[ENTRIES start]
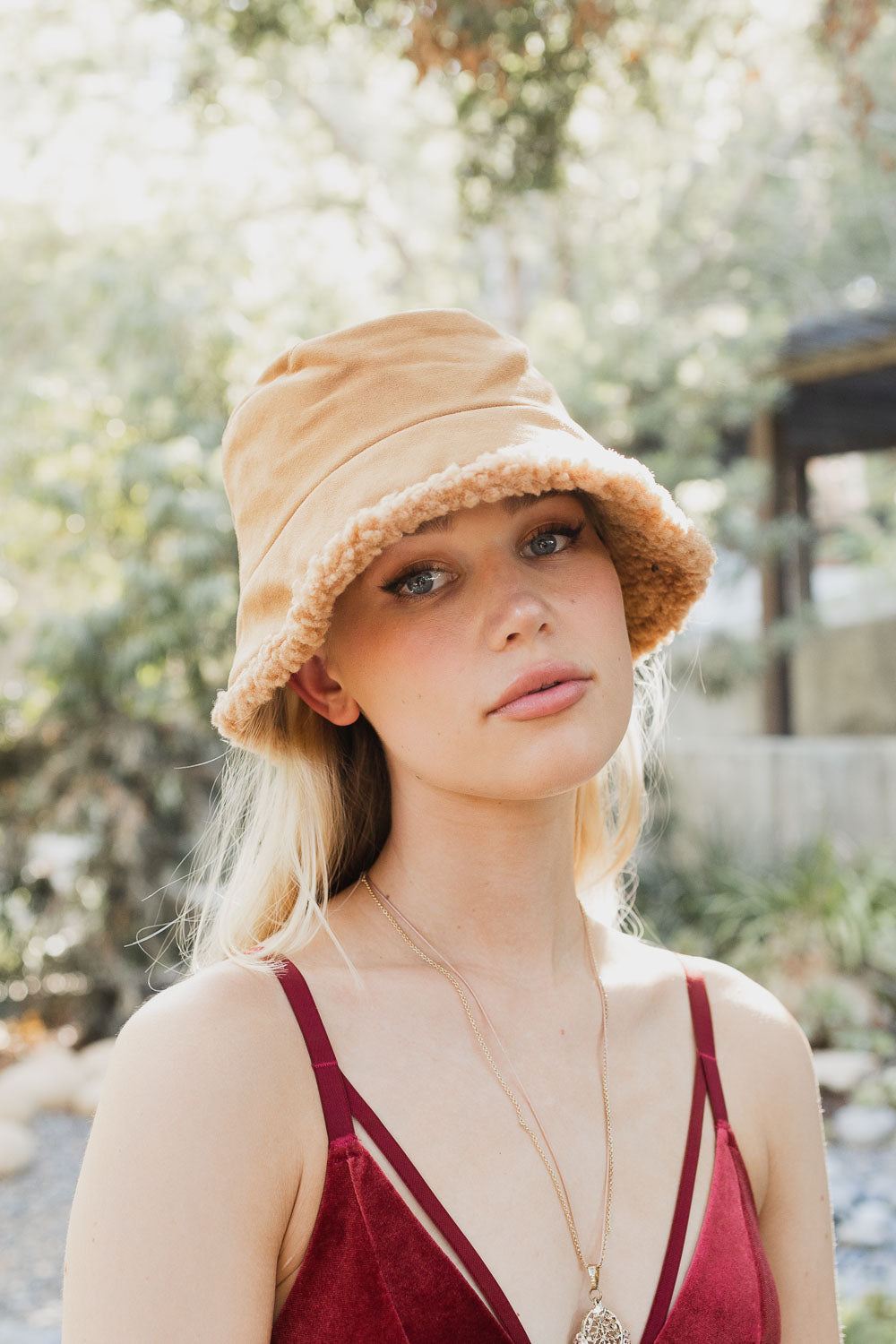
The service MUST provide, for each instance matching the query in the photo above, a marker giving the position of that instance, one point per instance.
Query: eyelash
(571, 530)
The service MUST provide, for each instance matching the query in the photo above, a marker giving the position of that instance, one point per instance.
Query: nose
(517, 613)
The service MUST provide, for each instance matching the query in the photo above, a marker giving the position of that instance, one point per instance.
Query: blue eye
(554, 538)
(418, 583)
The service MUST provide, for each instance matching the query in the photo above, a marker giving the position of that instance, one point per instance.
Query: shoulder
(191, 1168)
(751, 1021)
(226, 1031)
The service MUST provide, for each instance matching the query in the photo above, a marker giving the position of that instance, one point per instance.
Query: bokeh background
(688, 211)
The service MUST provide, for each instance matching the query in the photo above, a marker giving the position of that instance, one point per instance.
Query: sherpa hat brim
(662, 561)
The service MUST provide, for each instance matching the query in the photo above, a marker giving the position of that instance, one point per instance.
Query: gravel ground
(34, 1219)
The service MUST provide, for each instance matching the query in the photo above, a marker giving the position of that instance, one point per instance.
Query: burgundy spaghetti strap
(705, 1077)
(705, 1040)
(340, 1099)
(438, 1214)
(327, 1072)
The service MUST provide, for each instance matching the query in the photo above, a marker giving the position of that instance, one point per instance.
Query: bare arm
(777, 1102)
(185, 1190)
(796, 1218)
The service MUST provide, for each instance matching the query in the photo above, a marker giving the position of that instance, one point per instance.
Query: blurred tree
(191, 188)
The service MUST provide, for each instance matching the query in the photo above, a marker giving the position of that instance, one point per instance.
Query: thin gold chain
(555, 1182)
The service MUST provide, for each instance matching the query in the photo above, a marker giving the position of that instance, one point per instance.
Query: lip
(522, 694)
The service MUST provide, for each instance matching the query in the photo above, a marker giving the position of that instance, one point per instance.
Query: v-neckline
(343, 1104)
(493, 1297)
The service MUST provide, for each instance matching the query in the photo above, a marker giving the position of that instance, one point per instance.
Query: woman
[ENTRIES end]
SHORT TASK: Copy all of the records above, replacing every "service" with "tool" and keeping everything else the same. Leave the pictures out.

IN RESPONSE:
The tool MUST provide, for each instance matching the query in the photo above, a marker giving the position of that instance, one point per instance.
Query: eyelash
(571, 530)
The tool MUST provide, for each instance matching the query in the photo above, a marker giving the position of that instance, one point per instance.
Query: nose
(517, 613)
The tool MUST provide, for each instance matching the query in the photo above, a marker giving the position of that instance, one point per instance.
Query: blue eye
(554, 538)
(418, 583)
The tool MUST provide, for each instance matching the query in the photo above, a marker giving the position of that instance, one point per instance.
Query: shoulder
(191, 1168)
(751, 1021)
(226, 1031)
The tool MUST provide, for each instance matching the query in the photo above, a marker giving the position of that instance, one point per instance.
Query: bokeh background
(688, 211)
The tool MUST provide, for each instance matching the query in the photo above, a marker giving the position of that instance, one point per instance.
Query: sherpa hat brim
(662, 561)
The tool MUST provide, for each instance matching the query in the photo above, a marker giving the position of that instance, one point per instance.
Query: gravel ground
(34, 1219)
The tool MUST provide, for each instance matching the query in the photo above, a marker giving the position of that instance, one point per instance.
Query: burgundy spaghetti strap
(705, 1077)
(705, 1040)
(340, 1099)
(438, 1214)
(327, 1072)
The tool MUST provide, for each instance matching the query in the photo above, a marker giving the position of that instance, one point per instance.
Query: bare arm
(777, 1102)
(185, 1190)
(796, 1218)
The tool MUST provide, for each instance matching the query in the photo above, a marker giving the position of that instance, one point per instance.
Query: blurred tree
(191, 188)
The tool MUST provide, for each instance matching the query in the photo above, a marker giving the position of that instance, one point per instance.
Query: thin gold chain
(555, 1182)
The tool MUST provide, for each instance matching the query in the photo above, a marker giving the position of that instance, one point per instance.
Query: lip
(522, 694)
The tool MUST provide, for each instance matching the query in the photo above, a marker giving the position of that instance, one point per instance.
Query: v-neckline
(343, 1104)
(493, 1297)
The tool MUST provide, for each instance matching the query in the photo above, a marker giving the position of that instance, one point per instance.
Query: woman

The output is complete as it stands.